*Task goal*:
Each line from the one containing "Target: brown plant stem" to the end of the records below should be restated word for word; please leave out all other lines.

[Natural language region descriptions]
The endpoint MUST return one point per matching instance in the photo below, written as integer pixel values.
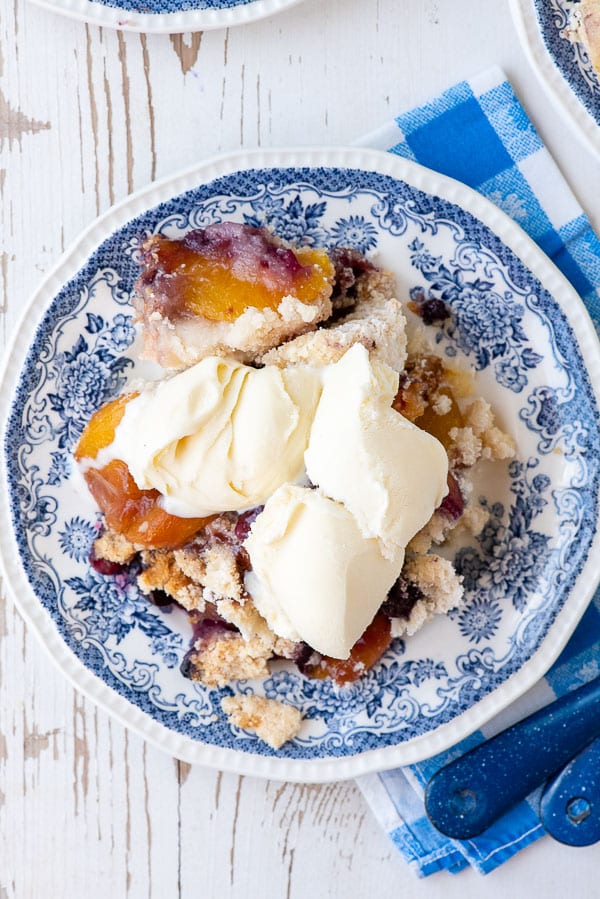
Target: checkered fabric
(478, 133)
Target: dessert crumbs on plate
(206, 575)
(273, 721)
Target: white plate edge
(164, 23)
(554, 84)
(238, 761)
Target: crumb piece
(498, 445)
(179, 344)
(285, 649)
(228, 658)
(435, 531)
(461, 382)
(479, 416)
(114, 547)
(214, 567)
(441, 588)
(271, 720)
(248, 621)
(378, 324)
(465, 448)
(475, 518)
(161, 572)
(442, 404)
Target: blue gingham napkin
(479, 133)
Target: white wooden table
(87, 116)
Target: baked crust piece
(589, 29)
(377, 322)
(271, 720)
(177, 336)
(228, 657)
(440, 585)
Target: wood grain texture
(86, 117)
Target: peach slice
(220, 271)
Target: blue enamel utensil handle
(570, 804)
(470, 793)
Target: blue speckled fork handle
(570, 804)
(469, 794)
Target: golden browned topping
(272, 721)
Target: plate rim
(553, 82)
(241, 761)
(165, 23)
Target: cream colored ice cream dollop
(388, 473)
(324, 560)
(219, 436)
(315, 577)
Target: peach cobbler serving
(290, 479)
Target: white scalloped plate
(562, 69)
(529, 576)
(167, 16)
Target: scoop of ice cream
(220, 435)
(315, 577)
(387, 472)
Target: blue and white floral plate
(166, 16)
(561, 64)
(528, 576)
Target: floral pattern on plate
(568, 54)
(519, 572)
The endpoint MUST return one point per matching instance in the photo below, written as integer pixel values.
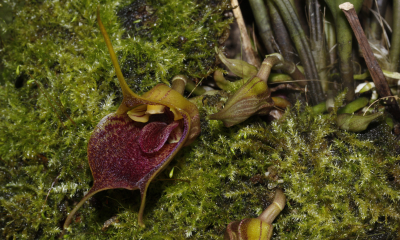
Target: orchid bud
(257, 228)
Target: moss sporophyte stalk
(70, 121)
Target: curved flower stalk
(344, 38)
(128, 148)
(260, 227)
(254, 97)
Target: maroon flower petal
(154, 135)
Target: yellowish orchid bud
(138, 114)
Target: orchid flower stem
(272, 211)
(394, 54)
(179, 83)
(317, 41)
(375, 30)
(262, 20)
(266, 66)
(243, 34)
(379, 79)
(344, 37)
(194, 89)
(282, 38)
(292, 23)
(330, 35)
(298, 6)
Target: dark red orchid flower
(128, 148)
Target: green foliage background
(338, 184)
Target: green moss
(338, 184)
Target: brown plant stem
(298, 5)
(282, 37)
(376, 72)
(262, 21)
(375, 32)
(194, 89)
(394, 54)
(246, 44)
(344, 37)
(292, 23)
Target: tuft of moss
(338, 184)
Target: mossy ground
(338, 184)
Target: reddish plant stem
(247, 49)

*Finished task*:
Target: brown plant stem
(298, 5)
(282, 37)
(376, 72)
(262, 21)
(375, 32)
(194, 89)
(394, 54)
(246, 44)
(344, 37)
(292, 23)
Target: tuft of moss
(338, 184)
Target: mossy ground
(338, 184)
Target: reddish plant stem
(247, 49)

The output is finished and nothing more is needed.